There's a nice zener image I found at a page called the Working principle of Zener Diode:

enter image description here

It's jazzy-looking, but there is a lot of information contained in it, too. So let's look at it in pieces.

The upper right quadrant is the area where a zener is operating like a normal diode, where it is forward-biased. In that quadrant, you can see that the forward current, \$I_\text{F}\$, stays very low until the usual minimum *silicon diode voltage" of about \$600\:\text{mV}\$ is reached. Then the current shoots upward like a rocket. Since a zener diode isn't supposed to be used like a normal diode, let's ignore this quadrant. It's not terribly interesting, anyway.

It's the lower left-hand corner where all the action happens. In this particular chart, the author took some time to provide a variety of curves. This is because there are several different zener voltages and these are due to a couple of different effects: avalanche and zener. The technical folks can worry more about the differences there, but you don't really need to. If I want to say anything here about all those curves, I'd want you to notice just how "vertical" the line is for the \$6.8\:\text{V}\$ zener. It's almost exactly vertical.

What this means is that for this particular zener, when the voltage is oppositely arranged (reverse-biased, which is why we are on the LEFT side of the chart) and before it reaches about \$6.8\:\text{V}\$, there's very little "leakage current" through it. The curve stays very close to \$I_\text{F}=0\:\text{mA}\$.

§ What you have to do: Reproduce a portion of the zener diode text verbatim, beginning at the words "enter image description" and stopping after "terribly interesting, anyway.".

§ Given data:
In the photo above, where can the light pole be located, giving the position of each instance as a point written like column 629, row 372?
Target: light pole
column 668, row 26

§ Output of the task:
enter image description here

It's jazzy-looking, but there is a lot of information contained in it, too. So let's look at it in pieces.

The upper right quadrant is the area where a zener is operating like a normal diode, where it is forward-biased. In that quadrant, you can see that the forward current, \$I_\text{F}\$, stays very low until the usual minimum *silicon diode voltage" of about \$600\:\text{mV}\$ is reached. Then the current shoots upward like a rocket. Since a zener diode isn't supposed to be used like a normal diode, let's ignore this quadrant. It's not terribly interesting, anyway.